Start of Reading passage
Beyond a Method of Written Communication: The Value and Power of Chinese Characters in Japanese Socio-historical Domains


Author: Reijiro Aoyama (The Hong Kong Polytechnic University, Hong Kong)
Speaker: Reijiro Aoyama
Topic: Language Ideologies
The (SCOPUS / ISI) SOAS GLOCAL CALA 2020 General Session


Abstract

Written character is not a mere tool for communication and its value has been aesthetically appreciated in the art form of calligraphy in many locales throughout history. Depending on whether characters are phonographic or logographic, however, the sorts of values attached to written characters differ fundamentally. Focusing on historical interactions between China and Japan, this paper explores how the Japanese assigned socio-cultural values to Chinese characters other than their obvious linguistic ones and argues for the need of a logographically-oriented approach to understand the ways Chinese characters functioned in East Asia.

Regarding Japan’s adaption of Chinese characters in Yayoi period, David Lurie poses a fundamental question whether Chinese characters were regarded as writing or merely talismanic marks for the Japanese Queen and her officials in the Yamatai Federation. The line in sanguozhi cited below has often been considered as evidence that Japanese people read and wrote Chinese characters based on the fact that the line included the word文書 or the documents.

傳送文書賜遺之物詣女王 不得差錯

[The official] sends the documents and bestowed items to the Queen, so it is impossible to tamper with them.
End of Reading passage
• [Do this] Print the passage of the abstract that begins at the words "Written character is" and stops after "in East Asia.". Rely only on the abstract about Chinese characters in Japan.
Start of Given entries
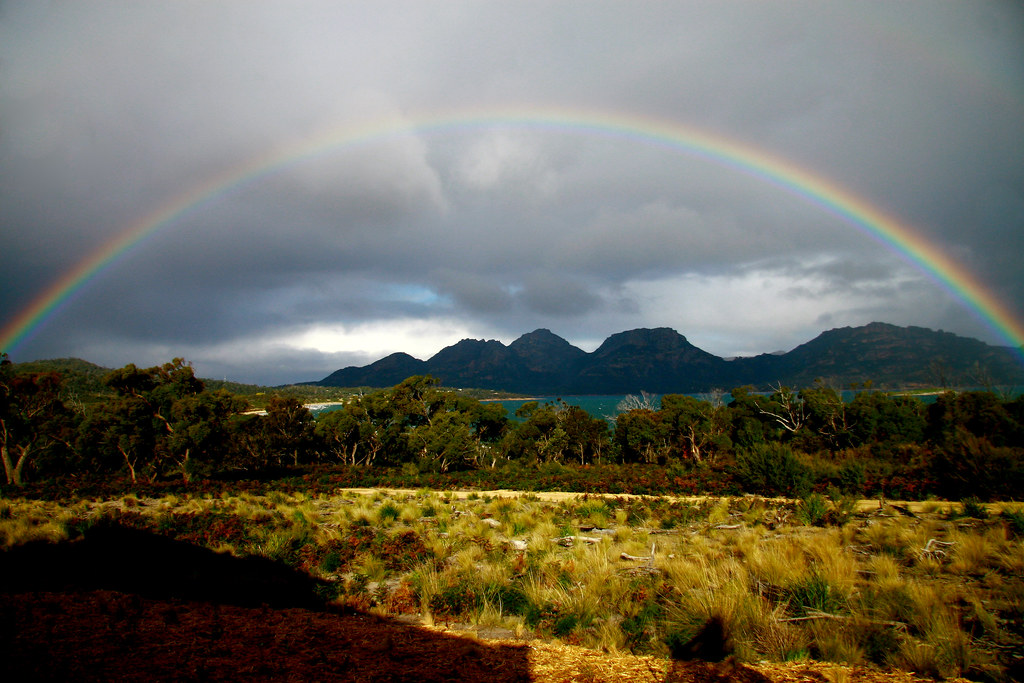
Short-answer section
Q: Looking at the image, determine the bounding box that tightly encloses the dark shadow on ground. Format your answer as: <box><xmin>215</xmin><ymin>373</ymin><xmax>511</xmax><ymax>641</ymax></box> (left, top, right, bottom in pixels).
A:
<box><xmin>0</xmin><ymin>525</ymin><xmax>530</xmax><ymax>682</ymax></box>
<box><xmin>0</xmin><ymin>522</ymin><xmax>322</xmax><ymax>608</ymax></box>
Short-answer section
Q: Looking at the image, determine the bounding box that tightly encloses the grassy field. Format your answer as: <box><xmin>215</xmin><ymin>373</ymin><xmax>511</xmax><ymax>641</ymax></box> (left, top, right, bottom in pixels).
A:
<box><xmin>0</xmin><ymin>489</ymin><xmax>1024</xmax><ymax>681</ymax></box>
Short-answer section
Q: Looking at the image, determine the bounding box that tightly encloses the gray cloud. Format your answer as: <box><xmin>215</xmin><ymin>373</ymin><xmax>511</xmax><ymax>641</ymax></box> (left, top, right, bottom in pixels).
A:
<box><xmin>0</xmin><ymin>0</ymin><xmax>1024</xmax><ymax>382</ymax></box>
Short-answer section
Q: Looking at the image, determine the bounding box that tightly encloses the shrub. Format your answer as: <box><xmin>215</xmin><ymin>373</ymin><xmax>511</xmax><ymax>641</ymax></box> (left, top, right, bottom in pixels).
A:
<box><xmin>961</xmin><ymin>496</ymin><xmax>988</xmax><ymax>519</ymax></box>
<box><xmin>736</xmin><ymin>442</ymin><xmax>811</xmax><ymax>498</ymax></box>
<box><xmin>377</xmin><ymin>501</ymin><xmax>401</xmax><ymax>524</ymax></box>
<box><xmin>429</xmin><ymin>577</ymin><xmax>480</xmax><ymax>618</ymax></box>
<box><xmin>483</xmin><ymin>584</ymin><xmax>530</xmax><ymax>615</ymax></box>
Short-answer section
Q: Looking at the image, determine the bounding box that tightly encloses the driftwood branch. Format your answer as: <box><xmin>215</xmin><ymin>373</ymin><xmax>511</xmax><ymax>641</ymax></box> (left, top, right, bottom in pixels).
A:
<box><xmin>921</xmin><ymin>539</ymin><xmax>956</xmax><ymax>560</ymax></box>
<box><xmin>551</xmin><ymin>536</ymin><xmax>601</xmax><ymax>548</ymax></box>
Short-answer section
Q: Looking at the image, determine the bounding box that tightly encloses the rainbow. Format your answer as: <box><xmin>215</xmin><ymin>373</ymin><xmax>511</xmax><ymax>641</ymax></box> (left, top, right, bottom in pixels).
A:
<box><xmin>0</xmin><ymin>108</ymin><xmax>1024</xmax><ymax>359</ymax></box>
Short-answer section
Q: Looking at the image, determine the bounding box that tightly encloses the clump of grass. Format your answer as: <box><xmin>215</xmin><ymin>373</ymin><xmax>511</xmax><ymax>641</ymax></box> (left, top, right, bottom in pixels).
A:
End of Given entries
• [Solution to this task]
Written character is not a mere tool for communication and its value has been aesthetically appreciated in the art form of calligraphy in many locales throughout history. Depending on whether characters are phonographic or logographic, however, the sorts of values attached to written characters differ fundamentally. Focusing on historical interactions between China and Japan, this paper explores how the Japanese assigned socio-cultural values to Chinese characters other than their obvious linguistic ones and argues for the need of a logographically-oriented approach to understand the ways Chinese characters functioned in East Asia.